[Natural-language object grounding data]
..............................

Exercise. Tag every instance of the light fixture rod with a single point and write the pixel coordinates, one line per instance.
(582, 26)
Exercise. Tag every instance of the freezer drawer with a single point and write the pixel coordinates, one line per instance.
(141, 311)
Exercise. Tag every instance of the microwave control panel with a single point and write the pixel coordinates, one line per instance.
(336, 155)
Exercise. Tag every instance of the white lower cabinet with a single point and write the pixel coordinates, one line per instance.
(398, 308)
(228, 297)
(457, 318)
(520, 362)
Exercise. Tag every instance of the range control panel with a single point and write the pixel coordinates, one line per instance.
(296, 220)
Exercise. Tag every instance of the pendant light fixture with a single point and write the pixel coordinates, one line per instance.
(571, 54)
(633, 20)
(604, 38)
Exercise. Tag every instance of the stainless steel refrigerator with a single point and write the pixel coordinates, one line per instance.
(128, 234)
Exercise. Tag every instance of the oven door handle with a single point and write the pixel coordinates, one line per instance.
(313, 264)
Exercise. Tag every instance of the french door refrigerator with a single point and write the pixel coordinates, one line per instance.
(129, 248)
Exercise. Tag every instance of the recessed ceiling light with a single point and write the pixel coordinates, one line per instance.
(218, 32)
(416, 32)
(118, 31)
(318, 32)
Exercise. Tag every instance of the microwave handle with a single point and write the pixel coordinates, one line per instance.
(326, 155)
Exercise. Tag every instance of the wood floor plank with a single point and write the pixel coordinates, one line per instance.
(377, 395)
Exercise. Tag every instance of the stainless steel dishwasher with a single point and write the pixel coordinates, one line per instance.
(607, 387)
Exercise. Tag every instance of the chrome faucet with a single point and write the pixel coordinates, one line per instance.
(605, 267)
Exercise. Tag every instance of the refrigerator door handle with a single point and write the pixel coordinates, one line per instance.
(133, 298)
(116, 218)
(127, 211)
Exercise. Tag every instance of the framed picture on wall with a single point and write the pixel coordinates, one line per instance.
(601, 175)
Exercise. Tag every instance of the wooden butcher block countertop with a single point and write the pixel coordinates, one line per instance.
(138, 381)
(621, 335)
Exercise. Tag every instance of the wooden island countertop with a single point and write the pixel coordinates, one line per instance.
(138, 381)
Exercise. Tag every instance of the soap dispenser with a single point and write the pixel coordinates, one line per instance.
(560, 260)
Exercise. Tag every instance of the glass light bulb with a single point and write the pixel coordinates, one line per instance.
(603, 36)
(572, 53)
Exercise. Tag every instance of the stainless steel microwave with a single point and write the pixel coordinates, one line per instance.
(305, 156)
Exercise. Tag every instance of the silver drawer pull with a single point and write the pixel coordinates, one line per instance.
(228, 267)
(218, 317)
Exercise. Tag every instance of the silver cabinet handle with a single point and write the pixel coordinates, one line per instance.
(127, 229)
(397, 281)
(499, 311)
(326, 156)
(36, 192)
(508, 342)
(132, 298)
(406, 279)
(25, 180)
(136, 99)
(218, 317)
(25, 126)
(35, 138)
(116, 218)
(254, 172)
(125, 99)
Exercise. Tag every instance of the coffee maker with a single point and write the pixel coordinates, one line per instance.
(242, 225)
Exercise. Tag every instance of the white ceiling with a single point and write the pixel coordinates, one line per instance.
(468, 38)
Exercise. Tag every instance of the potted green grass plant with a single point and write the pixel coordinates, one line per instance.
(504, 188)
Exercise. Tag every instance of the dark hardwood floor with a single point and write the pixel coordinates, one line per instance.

..............................

Instructions to follow - Every record shown above should appear again in your answer, unchanged.

The answer -
Exercise. Tag every instance of the light fixture rod with a single point and write the pixel coordinates, one line per instance.
(582, 26)
Exercise. Tag every instance of the freezer drawer with a single point and write the pixel coordinates, one line per instance.
(141, 311)
Exercise. Tag every instance of the microwave control panel with a single point and write the pixel coordinates, one line per instance.
(336, 155)
Exercise. Tag every instance of the white lower cabinet with a single point and write the pixel coordinates, one line per instance.
(398, 308)
(228, 297)
(457, 318)
(520, 362)
Exercise. Tag every instance of the range control panel with a single point and write the pixel coordinates, one line per instance.
(296, 220)
Exercise. Tag every instance of the pendant light fixture with a single point and write the pixel coordinates, one line per instance.
(571, 54)
(633, 20)
(604, 38)
Exercise. Tag every instance of the stainless steel refrigerator with a single point and write the pixel coordinates, one line per instance.
(128, 234)
Exercise. Tag every instance of the oven door handle with a single point and write the pixel coordinates, one line per instance.
(313, 264)
Exercise. Tag every instance of the french door refrigerator with a single point and write the pixel coordinates, one line per instance.
(129, 248)
Exercise. Tag every instance of the recessed ceiling light with a single point and write the pixel coordinates, one line per instance.
(218, 32)
(416, 32)
(118, 31)
(318, 32)
Exercise. Tag every instance of the microwave handle with a single point and write the pixel coordinates, one line per instance.
(326, 155)
Exercise. Tag every instance of the wood floor plank with a single point and write the pixel coordinates, one line per instance.
(377, 395)
Exercise. Tag every instance of the stainless steel dishwasher with a single point and write the pixel coordinates, one line per instance.
(607, 387)
Exercise. Tag every instance of the chrome faucet with a single point and write the pixel coordinates, one line per instance.
(605, 267)
Exercise. Tag every instance of the refrigerator door handle with a single point and write the pixel coordinates, one line per instance.
(133, 298)
(116, 218)
(127, 211)
Exercise. Tag every instance of the framed picture on wall with a single point and write the pixel coordinates, one line per instance.
(601, 175)
Exercise. Tag every instance of the wooden butcher block countertop with a single point and write the pixel coordinates, one line per instance.
(138, 381)
(621, 335)
Exercise. Tag every instance of the wooden island countertop with a single point and write the pixel coordinates, one line per instance.
(138, 381)
Exercise. Tag every instance of the soap dispenser with a single point and write the pixel coordinates, one line per instance.
(560, 260)
Exercise. Tag every instance of the glass light bulb with a single point and write the pixel coordinates, one line per instance.
(603, 36)
(572, 53)
Exercise. Tag every instance of the stainless steel microwave with a single point and write the pixel coordinates, one line per instance.
(305, 156)
Exercise. Tag every instance of the silver drawer pull with a single point and write the pixel coordinates, one line per instance.
(228, 267)
(218, 317)
Exercise. Tag every instance of the silver cabinet handle with a single point and write the pixel coordinates, one line per instance.
(127, 229)
(397, 281)
(499, 311)
(326, 156)
(36, 192)
(508, 342)
(132, 298)
(406, 279)
(25, 180)
(136, 99)
(218, 317)
(25, 126)
(35, 138)
(116, 218)
(254, 172)
(125, 99)
Exercise. Tag every instance of the coffee maker with a single point and write the pixel coordinates, one line per instance.
(242, 225)
Exercise. Tag every instance of the white ceiling with a single point and write the pixel coordinates, one line per instance.
(468, 38)
Exercise. Tag every instance of the potted green grass plant with a single point and write the pixel coordinates, one line per instance.
(504, 188)
Exercise. Tag every instance of the dark hardwood floor with a single point and write the pixel coordinates, one line per instance.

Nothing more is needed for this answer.